■ **TEXT PASSAGE**:
****************************************
The petitioner sought compensation for the destruction of the
trees based upon a claim that the "destruction of said timber was
(a) taking . . . within the meaning of the Fifth Amendment to the
Federal Constitution." But this property was not taken by the
United States in the exercise of its power of eminent domain. In
effect, the timber was "owned" by Louisiana for levee purposes, and
the United States succeeded to that "ownership" by "conveyance."
Louisiana furnished its batture as required by the law of both the
United States and Louisiana for use in protecting the property in
the State from floods. Petitioner did not assert in its complaints
or in its question presented on petition for certiorari that the
destruction violated the Due Process Clause of the Fifth Amendment.
[
Footnote 17]
Affirmed.
[
Footnote 1]
Batture is "that part of the river bed which is uncovered at the
time of low water, but is covered annually at the time of ordinary
high water." (Italics omitted).
Boyce Cottonseed Oil Mfg. Co.
v. Board of Comm'rs, 160 La. 727, 734, 107 So. 506, 508.
[
Footnote 2]
See Wolfe v. Hurley, 46 F.2d
515,
aff'd, 283 U. S. 801;
Dickson v. Board of Comm'rs, 210 La. 121, 26 So. 2d 474;
Pruyn v. Nelson Bros., 180 La. 760, 157 So. 585;
Mayer
v. Board of Comm'rs, 177 La. 1119, 150 So. 295;
Peart v.
Meeker, 45 La.Ann. 421, 12 So. 490; LA.Civil Code, Art. 665;
La.Const.1921, Art. XVI, § 6.
[
Footnote 3]
Federal Flood Control Act of May 15, 1928, 45 Stat. 534, as
amended, 33 U.S.C. § 702a
et seq.
[
Footnote 4]
33 U.S.C. § 702c.
[
Footnote 5]
La.Const.1921, Art. XVI, § 5.
And see note 6 infra.
[
Footnote 6]
Act No. 75, Acts of 1940, La.Rev.Stat. 52:2.
And see
Act No. 76, Acts of 1938, La.Gen.Stat.1939, § 6869.3.
[
Footnote 7]
The Board of Commissioners of the Fifth Louisiana Levee District
adopted general resolutions in 1928 and 1929, in consideration of
the benefits of the Flood Control Act, agreeing to
"[p]rovide without cost to the United States all rights of way
for levee foundations and levees on the main stem of the
Mississippi River."
[
Footnote 8]
On May 19, 1947, the State District Engineer wrote to the
President of the Levee Board as follows:
"We are in receipt of a letter from Colonel John R. Hardin,
District Engineer, New Orleans District, U.S. Engineers, dated May
9, together with project plans of the proposed enlargement of the
Brabston and Ashland Levees south of Vidalia, Louisiana."
****************************************
■ **SET TASKS**:
A – Find each line in the records that contains the string "windshield" and copy those lines.
B – Extend the court opinion on the destroyed levee timber, picking up right after its final sentence.

Point labeling dataset excerpts:
****************************************
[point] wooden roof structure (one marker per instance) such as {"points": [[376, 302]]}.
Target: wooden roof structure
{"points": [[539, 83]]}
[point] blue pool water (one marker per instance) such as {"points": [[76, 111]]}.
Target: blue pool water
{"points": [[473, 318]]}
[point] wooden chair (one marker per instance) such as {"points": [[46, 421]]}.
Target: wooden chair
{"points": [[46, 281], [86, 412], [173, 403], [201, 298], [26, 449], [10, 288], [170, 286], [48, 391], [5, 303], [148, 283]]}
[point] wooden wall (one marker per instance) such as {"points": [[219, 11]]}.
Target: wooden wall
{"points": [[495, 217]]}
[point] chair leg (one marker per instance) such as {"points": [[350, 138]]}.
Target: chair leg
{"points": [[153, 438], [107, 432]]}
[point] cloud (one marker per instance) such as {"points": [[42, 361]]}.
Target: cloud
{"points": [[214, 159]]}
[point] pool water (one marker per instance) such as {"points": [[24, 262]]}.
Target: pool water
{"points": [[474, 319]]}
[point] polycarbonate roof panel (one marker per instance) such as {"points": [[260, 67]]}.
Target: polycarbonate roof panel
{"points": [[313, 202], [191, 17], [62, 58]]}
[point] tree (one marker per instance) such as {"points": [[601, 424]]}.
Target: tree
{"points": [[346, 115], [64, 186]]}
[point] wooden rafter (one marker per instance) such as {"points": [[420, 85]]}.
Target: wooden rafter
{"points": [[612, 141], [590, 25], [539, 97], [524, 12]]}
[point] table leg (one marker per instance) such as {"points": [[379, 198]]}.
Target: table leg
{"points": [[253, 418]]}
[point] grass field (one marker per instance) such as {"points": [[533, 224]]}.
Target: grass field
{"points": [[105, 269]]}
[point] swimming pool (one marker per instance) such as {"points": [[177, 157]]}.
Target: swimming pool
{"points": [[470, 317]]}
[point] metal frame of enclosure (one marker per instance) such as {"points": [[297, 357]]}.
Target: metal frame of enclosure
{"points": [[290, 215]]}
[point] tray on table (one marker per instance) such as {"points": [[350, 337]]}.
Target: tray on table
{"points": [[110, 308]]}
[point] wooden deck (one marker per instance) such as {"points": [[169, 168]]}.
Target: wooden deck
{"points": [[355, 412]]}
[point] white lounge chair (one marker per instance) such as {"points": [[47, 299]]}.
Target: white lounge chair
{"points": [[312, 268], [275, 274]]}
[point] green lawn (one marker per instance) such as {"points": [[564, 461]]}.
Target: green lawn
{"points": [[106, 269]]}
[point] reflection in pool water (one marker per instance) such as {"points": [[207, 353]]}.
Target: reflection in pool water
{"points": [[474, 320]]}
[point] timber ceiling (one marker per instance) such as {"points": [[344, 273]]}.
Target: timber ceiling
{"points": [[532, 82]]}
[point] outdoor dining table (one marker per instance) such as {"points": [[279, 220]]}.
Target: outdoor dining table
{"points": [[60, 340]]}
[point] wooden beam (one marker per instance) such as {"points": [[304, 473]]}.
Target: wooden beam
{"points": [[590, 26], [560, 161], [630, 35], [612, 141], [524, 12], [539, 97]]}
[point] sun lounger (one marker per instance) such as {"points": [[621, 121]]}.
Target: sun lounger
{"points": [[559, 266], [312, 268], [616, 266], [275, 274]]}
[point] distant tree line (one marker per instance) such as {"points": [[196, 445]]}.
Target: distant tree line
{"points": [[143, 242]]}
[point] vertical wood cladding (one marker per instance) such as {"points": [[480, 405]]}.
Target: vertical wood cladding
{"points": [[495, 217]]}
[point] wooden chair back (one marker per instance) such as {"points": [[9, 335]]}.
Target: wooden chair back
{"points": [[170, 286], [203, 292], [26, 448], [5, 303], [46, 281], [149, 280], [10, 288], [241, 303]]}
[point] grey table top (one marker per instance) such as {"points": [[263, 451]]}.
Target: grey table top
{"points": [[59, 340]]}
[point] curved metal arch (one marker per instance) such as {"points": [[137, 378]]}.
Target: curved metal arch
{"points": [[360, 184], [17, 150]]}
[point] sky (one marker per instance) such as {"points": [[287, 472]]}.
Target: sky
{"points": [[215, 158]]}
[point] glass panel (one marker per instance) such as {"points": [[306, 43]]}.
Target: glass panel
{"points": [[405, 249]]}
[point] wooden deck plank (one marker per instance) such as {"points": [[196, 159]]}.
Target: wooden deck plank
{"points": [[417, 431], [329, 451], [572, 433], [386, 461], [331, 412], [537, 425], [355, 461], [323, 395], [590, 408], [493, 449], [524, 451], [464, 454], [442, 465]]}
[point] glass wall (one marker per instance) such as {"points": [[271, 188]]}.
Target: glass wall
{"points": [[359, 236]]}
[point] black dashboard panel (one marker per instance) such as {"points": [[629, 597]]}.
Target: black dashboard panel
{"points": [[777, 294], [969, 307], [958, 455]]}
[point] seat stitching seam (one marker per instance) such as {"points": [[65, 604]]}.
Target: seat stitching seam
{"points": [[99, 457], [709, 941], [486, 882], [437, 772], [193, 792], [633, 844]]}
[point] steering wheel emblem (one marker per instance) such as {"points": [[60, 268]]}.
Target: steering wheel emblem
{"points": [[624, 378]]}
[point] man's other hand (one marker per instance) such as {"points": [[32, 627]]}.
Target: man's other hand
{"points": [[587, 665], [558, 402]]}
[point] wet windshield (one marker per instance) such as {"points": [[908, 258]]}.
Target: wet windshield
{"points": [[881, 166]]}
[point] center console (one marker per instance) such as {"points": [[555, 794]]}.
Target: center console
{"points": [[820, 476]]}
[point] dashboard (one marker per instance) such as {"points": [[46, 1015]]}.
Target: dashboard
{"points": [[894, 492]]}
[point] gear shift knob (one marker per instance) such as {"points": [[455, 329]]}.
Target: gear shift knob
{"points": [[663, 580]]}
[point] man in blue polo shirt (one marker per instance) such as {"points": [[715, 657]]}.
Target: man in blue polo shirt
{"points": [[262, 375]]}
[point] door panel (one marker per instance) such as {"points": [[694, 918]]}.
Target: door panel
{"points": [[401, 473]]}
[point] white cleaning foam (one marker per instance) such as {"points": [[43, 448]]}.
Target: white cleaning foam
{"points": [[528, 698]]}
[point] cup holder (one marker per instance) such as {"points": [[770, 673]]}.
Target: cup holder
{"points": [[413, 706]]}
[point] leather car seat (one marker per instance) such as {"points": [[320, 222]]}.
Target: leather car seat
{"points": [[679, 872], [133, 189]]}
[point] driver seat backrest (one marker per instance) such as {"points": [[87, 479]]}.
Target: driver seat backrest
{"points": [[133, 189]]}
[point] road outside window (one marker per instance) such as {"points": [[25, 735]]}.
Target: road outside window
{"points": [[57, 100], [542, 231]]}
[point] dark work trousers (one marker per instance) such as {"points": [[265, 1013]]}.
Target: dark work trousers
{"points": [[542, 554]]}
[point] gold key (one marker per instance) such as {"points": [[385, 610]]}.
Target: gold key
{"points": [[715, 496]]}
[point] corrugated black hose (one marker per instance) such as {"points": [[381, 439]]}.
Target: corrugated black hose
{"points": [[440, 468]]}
****************************************
■ **RESULTS OF THE EXERCISE**:
A –
[point] wet windshield (one marker per instance) such as {"points": [[908, 258]]}.
Target: wet windshield

B –
"We have examined these plans, and it is recommended that your
Board concur with Colonel Hardin in enlarging these two low
sections of levee in accordance with plans, provided that
provisions are made for draining existing gravel road on crown of
old levee."
[
Footnote 9]
"Due to the fact that, in emergency levee work, delays are at
times caused by the necessity of waiting for rights-of-ways until
the next regular Board meeting, Commissioner Yerger offered the
motion, seconded by Commissioner Guenard, and unanimously approved,
that the President of the Board, Mr. A. T. Shields, be and he is
hereby authorized and empowered on behalf of the Board of
Commissioners, Fifth Louisiana Levee District, to grant rights of
way where the need is immediate, the proper right-of-way
resolutions to be passed in the regular manner at the following
Board meeting."
[
Footnote 10]
Although alternative claims were made under the Federal Tort
Claims Act, 28 U.S.C. § 1346(b), they were abandoned while the
cases were still in the District Court.
See 107 F. Supp.
981.
[
Footnote 11]
119 F. Supp. 749.
See also prior opinions of the
District Court in this case at 94 F. Supp. 441 and 107 F. Supp.
981.
[
Footnote 12]
224 F.2d 7.
[
Footnote 13]
350 U.S. 882.
The Board of Commissioners of the Fifth Levee District was made
a third party defendant in the District Court pursuant to a motion
of the United States. It was and is the Government's position that,
if it is liable to petitioner, it is entitled to judgment over
against the Board. The District Court ruled that the United States
was liable and that it, and not the Levee Board, must pay the
award. 119 F. Supp. 749. The Court of Appeals did not reach the
question of the liability of the Board over to the United States,
since that court held that the United States was not liable at all.
In view of our disposition of the case, we likewise need not reach
that question.
[
Footnote 14]
Cf. Lacour v. Red River, A. & B.B. Levee Dist., 158
La. 737, 104 So. 636; La.Const.1921, Art. XVI, § 6; Louisiana
Statutes Annotated -- Civil Code, Art. 665.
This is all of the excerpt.